=== WHAT THIS TASK INVOLVES ===
Recast every line of the data below as a numbered list, skipping blank lines and leaving out the pictures.
+---+
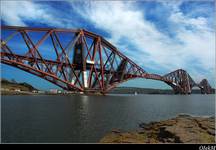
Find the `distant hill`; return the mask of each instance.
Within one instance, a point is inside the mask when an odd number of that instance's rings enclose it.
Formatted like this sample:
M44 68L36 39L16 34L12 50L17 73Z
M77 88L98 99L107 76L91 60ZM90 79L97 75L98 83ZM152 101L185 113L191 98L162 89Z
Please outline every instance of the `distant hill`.
M21 91L33 91L37 90L32 85L23 82L23 83L17 83L15 80L9 81L6 79L1 79L1 88L9 89L9 90L15 90L19 89Z

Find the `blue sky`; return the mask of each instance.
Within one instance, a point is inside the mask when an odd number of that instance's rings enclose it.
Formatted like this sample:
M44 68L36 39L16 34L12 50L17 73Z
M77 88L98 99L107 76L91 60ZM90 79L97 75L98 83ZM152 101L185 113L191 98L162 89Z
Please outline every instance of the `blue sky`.
M214 1L1 1L1 24L85 28L102 35L147 72L178 68L196 82L215 80ZM2 77L55 88L43 79L1 66ZM168 88L164 83L132 80L125 86Z

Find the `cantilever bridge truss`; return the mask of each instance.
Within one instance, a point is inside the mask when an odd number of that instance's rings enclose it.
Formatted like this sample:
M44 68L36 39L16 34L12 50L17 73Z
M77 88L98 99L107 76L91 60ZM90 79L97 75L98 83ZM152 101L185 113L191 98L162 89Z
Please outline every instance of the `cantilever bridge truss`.
M1 63L41 77L65 90L107 93L134 78L160 80L175 93L197 86L211 93L206 79L195 83L182 69L147 73L103 37L78 29L1 27Z

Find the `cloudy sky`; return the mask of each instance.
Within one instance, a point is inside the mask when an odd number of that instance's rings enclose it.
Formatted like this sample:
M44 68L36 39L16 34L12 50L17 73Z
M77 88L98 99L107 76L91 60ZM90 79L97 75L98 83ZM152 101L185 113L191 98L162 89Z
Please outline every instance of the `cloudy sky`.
+---+
=== RESULT OF THE TASK ===
1. Find the `distant hill`; return the mask of each instance.
2. Within one instance, a point is inside the mask when an odd number of that instance's rings enclose it.
3. Formatted like this sample:
4. M44 68L36 39L16 34L12 50L17 73Z
5. M77 88L98 99L107 76L91 60ZM90 79L97 75L98 83ZM152 101L185 113L191 98L162 89Z
6. Please outline every instance of the `distant hill`.
7. M21 91L33 91L37 90L32 85L23 82L23 83L17 83L15 80L9 81L6 79L1 79L1 88L9 89L9 90L15 90L19 89Z
8. Find the `blue sky`; return the mask of each instance.
9. Within one instance, a point is inside the mask when an odd number of that instance's rings enclose it.
10. Formatted like this sample:
11. M44 68L36 39L16 34L12 50L17 73Z
12. M77 88L98 99L107 76L91 60ZM90 79L97 75L98 83ZM152 101L185 113L191 98L162 89Z
13. Please outline every instance of the `blue sky`.
14. M214 1L1 1L1 24L85 28L102 35L147 72L178 68L196 82L215 80ZM2 77L55 88L43 79L1 66ZM168 88L164 83L132 80L125 86Z
15. Find the `cantilever bridge truss`; return the mask of each instance.
16. Within one instance, a point is inside the mask when an odd number of that instance's rings enclose it.
17. Formatted like this sample:
18. M44 68L36 39L16 34L12 50L17 73Z
19. M77 88L98 99L107 76L91 60ZM90 79L97 75L98 83ZM152 101L185 113L191 98L162 89Z
20. Please outline every instance of the `cantilever bridge truss`.
21. M1 63L41 77L65 90L107 93L134 78L160 80L175 93L197 86L211 93L206 79L195 83L182 69L147 73L103 37L78 29L1 27Z
22. Find the `cloudy sky`; return the mask of each instance.
23. Within one instance, a point is inside the mask when an odd number of that instance's rings enclose it.
24. Formatted like this sample:
25. M44 68L36 39L16 34L12 50L17 73Z
26. M77 88L98 99L107 76L91 60ZM90 79L97 75L98 83ZM152 101L185 113L191 98L162 89Z
27. Please outline every instance of the `cloudy sky`.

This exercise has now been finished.